### [OBJETIVOS]
**a.** Responda brevemente, según la entrevista sobre Candidatos Muertos:
(i) ¿Qué clase de grupo es Candidatos Muertos y quiénes lo formaron?
(ii) ¿En qué libro, y de qué editorial, aparece la crónica de Héctor Manjarrez de la que se tomó el pasaje del concierto de Lou Reed?
(iii) ¿Qué música escuchan los protagonistas de Que viva la música?
**b.** Prosiga la entrevista sobre Candidatos Muertos a partir de la última respuesta que aparece.

### [FRAGMENTO]
******************************
Invitado por la FIL en su edición 25 como uno de Los 25 secretos mejor guardados de la literatura latinoamericana Álvarez abundó acerca del proceso de fundación de una banda que terminó por no ser —una quimera, un fuego efímero. Candidatos Muertos es un delirante grupo de rock sin guitarra que formaron un piquete de jóvenes bogotanos de distintas clases sociales.

—De repente la novela es muy cercana a autores mexicanos como Juan Villoro y José Agustín; por otro lado nos puede llevar al chileno Alberto Fuguet. ¿Qué tan relacionado estás con las figuras del panorama literario latinoamericano?

—Quién sabe. Igual, los he leído, pero poco, con excepción de Villoro, a quien sí he leído con más cuidado. Curiosamente, no nombras en esa lista ni a Héctor Manjarrez ni a Ibargüengoitia, y con ellos sí que me sentiría más relacionado o, digamos, más pretenciosamente relacionado. En el caso de Manjarrez hay un pasaje breve de la novela, el del concierto de un latinoamericano en el D.F. viendo a Lou Reed (que es una anécdota que uno de los músicos recupera frente a sus colegas cuando van a empezar el primer ensayo de la banda), que es sacado de una crónica suya editada en un libro de ediciones Era, Crines: otras lecturas de rock.

—¿Será que el remitente colombiano es Andrés Caicedo o tiene poco que ver su obra contigo?

—Se trata del remitente que se nos viene a la cabeza, sin duda, pero más por inercia literaria y mediática que por una razón cierta. Quiero decir: los músculos narrativos que mueven Que viva la música son la fiesta y la farra y el sensacionalismo alrededor de la euforia con que asociamos la escritura sobre música o sobre músicas urbanas. Los protagonistas de Que viva la música no hacen música; escuchan música, salsa, para más señas. Creo que lo que sucede en C. M. (No récord) es muy distinto. Casi casi la novela transcurre de espaldas a ese sensacionalismo, porque transcurre de frente al oficio mundano, al quehacer diario lejos de las luces del espectáculo.
******************************
Entradas de señalamiento de objetos etiquetados:
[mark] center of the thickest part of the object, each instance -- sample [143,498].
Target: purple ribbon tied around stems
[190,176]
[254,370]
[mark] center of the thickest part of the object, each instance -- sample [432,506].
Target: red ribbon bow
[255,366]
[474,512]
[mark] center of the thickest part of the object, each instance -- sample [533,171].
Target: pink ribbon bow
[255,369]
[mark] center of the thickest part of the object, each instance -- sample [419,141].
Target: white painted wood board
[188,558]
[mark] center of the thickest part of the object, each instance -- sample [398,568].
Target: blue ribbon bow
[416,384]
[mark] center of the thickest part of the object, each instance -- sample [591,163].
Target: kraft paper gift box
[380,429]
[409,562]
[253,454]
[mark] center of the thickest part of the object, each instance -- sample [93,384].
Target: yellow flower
******************************
### [RESULTADOS OBTENIDOS]
**a.**
(i) Es un delirante grupo de rock sin guitarra, formado por un piquete de jóvenes bogotanos de distintas clases sociales.
(ii) En Crines: otras lecturas de rock, de ediciones Era.
(iii) Salsa.

**b.**
—El personaje del profesor Rocallero es muy interesante, con su delirio, su erudición, su militancia. En su discurso habita buena parte de la carga filosófica de la obra. ¿Cómo fue que surgió? ¿Conociste a varios como él?

—Probablemente fue el personaje que más trabajo me costó. Hubo editores que llegaron a sugerir que lo sacara, porque era un payaso sin gracia. En ese momento quizás lo fuera, lo que me ayudó a entender que debía llevarlo hasta las últimas consecuencias, y eso implicó leer mucho sobre teoría musical. Leer los ensayos de Edward Saïd sobre música. Leer sobre Glenn Gould. Leer los ensayos de Stravinski que no son nada divertidos. Sobre todo, cuajarle su propia teoría, su propia cadencia, el rigor de su delirio. Pensé mucho en el viejo de Los siete locos de Roberto Arlt. En fin, surgió entre el sudor y la meditación.

—¿Alguien en la editorial te propuso limarle parte de la jerga colombiana a la novela para hacerla accesible a un público más amplio? A la postre, ese es uno de sus aportes más valiosos del libro.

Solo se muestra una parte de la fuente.